-------- Passage extrait --------

Avec 7,1 milliards d’euros en octobre, soit un déficit de 2,8 % du PIB en cumulé sur douze mois, le dernier chiffre du solde du commerce extérieur a de quoi faire frémir. Et la fin d’année ne devrait pas améliorer les choses. Pourtant, il faut garder la tête froide et, dans un contexte international anxiogène, ne pas voir dans cet indicateur un motif d’inquiétude supplémentaire. En fait, c’est même l’exact opposé : la dégradation du commerce extérieur français montre plutôt que la France joue son rôle d’îlot de stabilité dans un monde qui doute.

A l’inverse, les excédents allemands, souvent vantés, ne sont pas une bonne nouvelle pour l’Europe. Il faudrait que le déficit extérieur allemand se creuse : ce serait le signe que le gouvernement d’Angela Merkel fait enfin l’effort de soutenir la demande intérieure et contribue à soutenir le dynamisme de la zone. Mais l’excédent commercial allemand a grimpé de 2 milliards d’euros en octobre 2008 et il est stable par rapport à la moyenne des douze derniers mois (15,9 milliards).

--------

### Consigne
Recopiez sans rien y changer le passage du texte sur le commerce extérieur qui va de « Avec 7,1 milliards » jusqu'à « monde qui doute. » inclus.

-------- Données brutes --------

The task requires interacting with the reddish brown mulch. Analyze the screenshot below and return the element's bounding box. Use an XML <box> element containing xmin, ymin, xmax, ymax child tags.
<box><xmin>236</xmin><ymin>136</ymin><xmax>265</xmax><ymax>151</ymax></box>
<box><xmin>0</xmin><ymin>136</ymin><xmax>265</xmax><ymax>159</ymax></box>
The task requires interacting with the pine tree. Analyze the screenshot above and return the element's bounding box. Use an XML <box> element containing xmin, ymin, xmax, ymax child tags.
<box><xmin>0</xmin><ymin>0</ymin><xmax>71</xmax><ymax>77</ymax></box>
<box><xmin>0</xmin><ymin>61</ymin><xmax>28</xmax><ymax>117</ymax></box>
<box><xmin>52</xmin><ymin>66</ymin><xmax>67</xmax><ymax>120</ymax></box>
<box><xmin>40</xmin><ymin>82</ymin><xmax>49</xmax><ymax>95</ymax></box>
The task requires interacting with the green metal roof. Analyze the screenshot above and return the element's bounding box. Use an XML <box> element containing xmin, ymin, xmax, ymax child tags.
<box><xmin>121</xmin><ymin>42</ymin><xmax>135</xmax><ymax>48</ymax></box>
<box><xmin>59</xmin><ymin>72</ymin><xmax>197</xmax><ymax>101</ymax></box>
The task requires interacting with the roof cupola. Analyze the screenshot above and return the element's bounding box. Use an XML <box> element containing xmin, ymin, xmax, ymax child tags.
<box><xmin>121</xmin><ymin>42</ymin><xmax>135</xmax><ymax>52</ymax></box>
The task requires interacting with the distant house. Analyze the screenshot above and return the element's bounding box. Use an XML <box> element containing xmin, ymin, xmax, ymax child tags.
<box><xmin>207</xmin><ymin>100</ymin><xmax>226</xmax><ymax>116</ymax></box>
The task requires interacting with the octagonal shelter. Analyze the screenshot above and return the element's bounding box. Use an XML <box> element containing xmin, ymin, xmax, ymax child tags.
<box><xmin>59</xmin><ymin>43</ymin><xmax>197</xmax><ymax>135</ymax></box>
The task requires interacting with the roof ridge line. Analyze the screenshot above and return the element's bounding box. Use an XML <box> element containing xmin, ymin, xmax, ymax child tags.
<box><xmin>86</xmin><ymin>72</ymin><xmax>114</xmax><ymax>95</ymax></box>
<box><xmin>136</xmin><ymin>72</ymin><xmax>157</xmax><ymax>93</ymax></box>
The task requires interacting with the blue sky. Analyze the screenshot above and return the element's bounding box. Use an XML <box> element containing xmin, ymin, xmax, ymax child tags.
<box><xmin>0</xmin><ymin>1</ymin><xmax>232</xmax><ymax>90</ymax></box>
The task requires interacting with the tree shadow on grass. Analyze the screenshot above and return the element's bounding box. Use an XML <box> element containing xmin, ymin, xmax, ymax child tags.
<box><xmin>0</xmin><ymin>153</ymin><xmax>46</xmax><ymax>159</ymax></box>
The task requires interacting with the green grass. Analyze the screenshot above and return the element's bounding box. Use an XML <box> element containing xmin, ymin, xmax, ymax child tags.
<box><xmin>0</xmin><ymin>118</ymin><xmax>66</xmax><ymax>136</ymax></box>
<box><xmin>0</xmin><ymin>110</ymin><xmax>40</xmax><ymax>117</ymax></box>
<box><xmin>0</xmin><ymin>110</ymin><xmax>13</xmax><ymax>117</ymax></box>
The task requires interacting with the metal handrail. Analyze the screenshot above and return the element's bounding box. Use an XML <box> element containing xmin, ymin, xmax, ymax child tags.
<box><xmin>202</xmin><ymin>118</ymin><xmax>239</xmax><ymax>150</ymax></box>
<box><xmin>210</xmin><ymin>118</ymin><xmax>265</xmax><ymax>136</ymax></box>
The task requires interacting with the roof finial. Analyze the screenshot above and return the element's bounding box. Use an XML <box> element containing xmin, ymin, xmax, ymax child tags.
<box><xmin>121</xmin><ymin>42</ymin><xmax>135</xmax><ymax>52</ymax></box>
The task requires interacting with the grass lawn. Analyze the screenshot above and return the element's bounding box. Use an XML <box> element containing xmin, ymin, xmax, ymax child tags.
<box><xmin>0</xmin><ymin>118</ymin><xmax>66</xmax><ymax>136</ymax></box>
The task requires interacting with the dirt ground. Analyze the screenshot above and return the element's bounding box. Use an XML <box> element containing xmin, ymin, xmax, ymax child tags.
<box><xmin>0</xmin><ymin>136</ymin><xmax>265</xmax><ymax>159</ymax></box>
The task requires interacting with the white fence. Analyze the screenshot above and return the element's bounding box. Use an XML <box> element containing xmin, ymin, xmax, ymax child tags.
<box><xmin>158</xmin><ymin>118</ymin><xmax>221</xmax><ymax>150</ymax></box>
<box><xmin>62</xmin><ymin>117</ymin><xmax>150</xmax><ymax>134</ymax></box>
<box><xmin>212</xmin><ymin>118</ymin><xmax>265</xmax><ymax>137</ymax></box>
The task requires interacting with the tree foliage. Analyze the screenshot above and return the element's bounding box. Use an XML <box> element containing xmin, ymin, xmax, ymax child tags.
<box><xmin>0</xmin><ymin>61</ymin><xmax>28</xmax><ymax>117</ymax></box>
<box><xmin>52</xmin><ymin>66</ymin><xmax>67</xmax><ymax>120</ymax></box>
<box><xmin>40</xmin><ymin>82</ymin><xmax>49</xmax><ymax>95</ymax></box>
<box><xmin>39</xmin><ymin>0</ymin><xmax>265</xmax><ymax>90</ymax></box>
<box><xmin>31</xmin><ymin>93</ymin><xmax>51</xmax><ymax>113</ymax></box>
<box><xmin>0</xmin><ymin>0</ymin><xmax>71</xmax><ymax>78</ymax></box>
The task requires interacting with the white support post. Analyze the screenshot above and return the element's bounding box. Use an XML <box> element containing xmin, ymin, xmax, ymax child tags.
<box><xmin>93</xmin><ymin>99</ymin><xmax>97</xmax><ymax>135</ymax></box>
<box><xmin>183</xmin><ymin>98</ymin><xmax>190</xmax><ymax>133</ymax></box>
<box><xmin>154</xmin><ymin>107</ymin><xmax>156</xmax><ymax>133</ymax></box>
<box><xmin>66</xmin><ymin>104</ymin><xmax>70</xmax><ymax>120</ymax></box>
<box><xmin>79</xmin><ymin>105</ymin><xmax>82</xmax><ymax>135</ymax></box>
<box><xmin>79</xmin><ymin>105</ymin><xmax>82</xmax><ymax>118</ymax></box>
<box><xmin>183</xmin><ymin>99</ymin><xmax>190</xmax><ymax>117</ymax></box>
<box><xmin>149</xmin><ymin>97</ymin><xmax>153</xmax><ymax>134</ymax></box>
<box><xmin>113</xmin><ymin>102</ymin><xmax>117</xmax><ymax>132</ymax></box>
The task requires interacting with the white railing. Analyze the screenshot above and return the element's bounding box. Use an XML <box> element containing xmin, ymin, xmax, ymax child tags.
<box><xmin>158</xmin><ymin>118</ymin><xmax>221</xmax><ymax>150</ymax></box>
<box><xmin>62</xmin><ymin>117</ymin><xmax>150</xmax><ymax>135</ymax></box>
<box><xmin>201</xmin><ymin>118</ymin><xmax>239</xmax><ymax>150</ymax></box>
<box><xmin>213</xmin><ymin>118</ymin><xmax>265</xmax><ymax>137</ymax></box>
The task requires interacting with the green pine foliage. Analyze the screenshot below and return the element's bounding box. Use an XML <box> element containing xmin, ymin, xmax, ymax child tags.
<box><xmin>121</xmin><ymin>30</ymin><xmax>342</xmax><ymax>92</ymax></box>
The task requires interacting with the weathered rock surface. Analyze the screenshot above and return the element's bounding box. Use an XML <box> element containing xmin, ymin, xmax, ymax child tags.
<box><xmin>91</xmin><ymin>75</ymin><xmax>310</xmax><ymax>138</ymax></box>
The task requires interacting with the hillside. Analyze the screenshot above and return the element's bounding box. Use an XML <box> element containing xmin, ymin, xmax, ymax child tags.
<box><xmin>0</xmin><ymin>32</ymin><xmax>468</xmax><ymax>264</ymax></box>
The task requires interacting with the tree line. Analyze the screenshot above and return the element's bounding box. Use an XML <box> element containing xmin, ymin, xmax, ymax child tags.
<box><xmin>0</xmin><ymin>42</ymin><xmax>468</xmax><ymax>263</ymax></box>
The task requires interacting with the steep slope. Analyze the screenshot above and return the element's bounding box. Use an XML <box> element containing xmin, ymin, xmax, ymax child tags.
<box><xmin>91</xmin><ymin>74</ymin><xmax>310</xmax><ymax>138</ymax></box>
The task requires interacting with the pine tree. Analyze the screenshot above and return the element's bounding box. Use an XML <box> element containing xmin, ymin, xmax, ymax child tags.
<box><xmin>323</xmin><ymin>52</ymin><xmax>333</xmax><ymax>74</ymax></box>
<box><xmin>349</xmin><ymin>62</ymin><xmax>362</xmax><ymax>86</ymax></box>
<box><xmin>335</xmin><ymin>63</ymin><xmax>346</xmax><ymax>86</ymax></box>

--------

### Corrigé
Avec 7,1 milliards d’euros en octobre, soit un déficit de 2,8 % du PIB en cumulé sur douze mois, le dernier chiffre du solde du commerce extérieur a de quoi faire frémir. Et la fin d’année ne devrait pas améliorer les choses. Pourtant, il faut garder la tête froide et, dans un contexte international anxiogène, ne pas voir dans cet indicateur un motif d’inquiétude supplémentaire. En fait, c’est même l’exact opposé : la dégradation du commerce extérieur français montre plutôt que la France joue son rôle d’îlot de stabilité dans un monde qui doute.